● Activity: Records appear below. Give all of them again, exactly.

● Source material:
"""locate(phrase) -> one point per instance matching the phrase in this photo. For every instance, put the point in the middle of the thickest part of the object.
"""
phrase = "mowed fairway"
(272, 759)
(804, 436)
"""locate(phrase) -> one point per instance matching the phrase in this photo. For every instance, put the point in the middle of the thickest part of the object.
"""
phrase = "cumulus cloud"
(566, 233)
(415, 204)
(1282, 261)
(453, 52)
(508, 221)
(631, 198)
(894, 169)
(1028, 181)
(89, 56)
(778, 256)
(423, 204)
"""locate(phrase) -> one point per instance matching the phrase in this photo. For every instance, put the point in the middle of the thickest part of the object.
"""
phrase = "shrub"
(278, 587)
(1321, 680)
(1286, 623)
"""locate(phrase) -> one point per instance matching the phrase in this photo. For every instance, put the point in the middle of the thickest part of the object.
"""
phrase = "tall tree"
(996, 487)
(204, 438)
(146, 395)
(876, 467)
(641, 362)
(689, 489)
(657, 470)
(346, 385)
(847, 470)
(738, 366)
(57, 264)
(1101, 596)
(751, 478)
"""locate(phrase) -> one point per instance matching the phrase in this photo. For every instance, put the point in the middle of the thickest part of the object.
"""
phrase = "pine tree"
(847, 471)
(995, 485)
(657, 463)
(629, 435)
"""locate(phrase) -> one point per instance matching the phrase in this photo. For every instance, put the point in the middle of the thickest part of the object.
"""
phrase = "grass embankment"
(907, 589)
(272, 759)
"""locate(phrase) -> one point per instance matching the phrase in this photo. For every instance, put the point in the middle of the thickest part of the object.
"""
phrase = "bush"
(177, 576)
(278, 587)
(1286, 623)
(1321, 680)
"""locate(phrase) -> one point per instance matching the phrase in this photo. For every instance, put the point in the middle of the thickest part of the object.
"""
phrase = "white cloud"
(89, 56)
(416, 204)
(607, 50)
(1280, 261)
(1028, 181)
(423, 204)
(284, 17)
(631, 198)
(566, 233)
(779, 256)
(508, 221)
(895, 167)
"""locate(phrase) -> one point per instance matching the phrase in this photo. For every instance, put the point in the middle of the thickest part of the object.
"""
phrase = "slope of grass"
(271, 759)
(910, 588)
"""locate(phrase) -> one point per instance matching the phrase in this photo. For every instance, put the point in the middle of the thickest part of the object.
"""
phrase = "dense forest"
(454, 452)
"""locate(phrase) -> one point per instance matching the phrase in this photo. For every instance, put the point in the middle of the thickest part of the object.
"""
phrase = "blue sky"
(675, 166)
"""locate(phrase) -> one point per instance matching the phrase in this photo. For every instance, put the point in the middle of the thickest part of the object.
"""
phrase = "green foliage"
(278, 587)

● Exercise result:
"""locate(phrase) -> one point per instance matching the phrase in this photo. For every instance, put the point in the middle of the thickest part of the object.
"""
phrase = "mowed fairway"
(272, 759)
(804, 436)
"""locate(phrase) -> one point per instance matching the phrase in this photo. For every instance, put the point in the middle of the thickest part of the object.
"""
phrase = "cumulus cloud"
(566, 233)
(415, 204)
(1282, 261)
(453, 52)
(508, 221)
(631, 198)
(894, 169)
(1028, 181)
(89, 56)
(778, 256)
(423, 204)
"""locate(phrase) -> one point per instance matching the phrase in this photo. For every instance, put the point in the middle of the thickest part of the object.
"""
phrase = "shrub"
(278, 587)
(1321, 680)
(1286, 623)
"""locate(phrase) -> one point per instance matching the phrase in this photo. For every instance, put the point in the middle of the thickest part of the object.
"""
phrase = "tall tree"
(996, 487)
(204, 438)
(146, 395)
(876, 467)
(641, 362)
(689, 489)
(657, 470)
(346, 385)
(847, 470)
(738, 366)
(57, 264)
(1101, 596)
(751, 478)
"""locate(phrase) -> one point per instance matching the phrase in this photo. For every instance, put the point in the middle of the thickest part of the object.
"""
phrase = "pine tree"
(847, 471)
(995, 485)
(657, 463)
(629, 435)
"""locate(phrase) -> one point per instance matching the phrase in this photo. For every instance, put the point in the middle of the thickest part of the object.
"""
phrase = "grass embankment"
(907, 589)
(272, 759)
"""locate(phrase) -> one point per instance matching the phrase in this photo. For every instance, put the point in the middle of the thickest part of the object.
"""
phrase = "bush"
(177, 576)
(278, 587)
(1286, 623)
(1321, 680)
"""locate(phrase) -> one point per instance matching the phrase in this photo. For every instance, put the point in the middle of the thickest part of the object.
"""
phrase = "white cloud"
(89, 56)
(416, 204)
(607, 50)
(1280, 261)
(1028, 181)
(423, 204)
(284, 17)
(631, 198)
(566, 233)
(779, 256)
(508, 221)
(895, 167)
"""locate(phrase) -> one point per instance matching the phrase in this photo. For every instance, put the point in the middle of the thickest part of the object.
"""
phrase = "slope of grass"
(271, 759)
(910, 588)
"""locate(phrase) -> one point per instance matching the phrase in this photo. For every instance, put the point in the middle of the thickest part of the object.
"""
phrase = "dense forest"
(454, 452)
"""locate(phrase) -> one point per instance matching the phrase in this photo. For every instance, put the point in the middle of the thickest part of the object.
"""
phrase = "blue sky"
(675, 166)
"""locate(phrase) -> one point per instance matching the phrase in this photo. For every instance, put the point in the middle of the thickest part of the object.
"""
phrase = "green foliage"
(278, 587)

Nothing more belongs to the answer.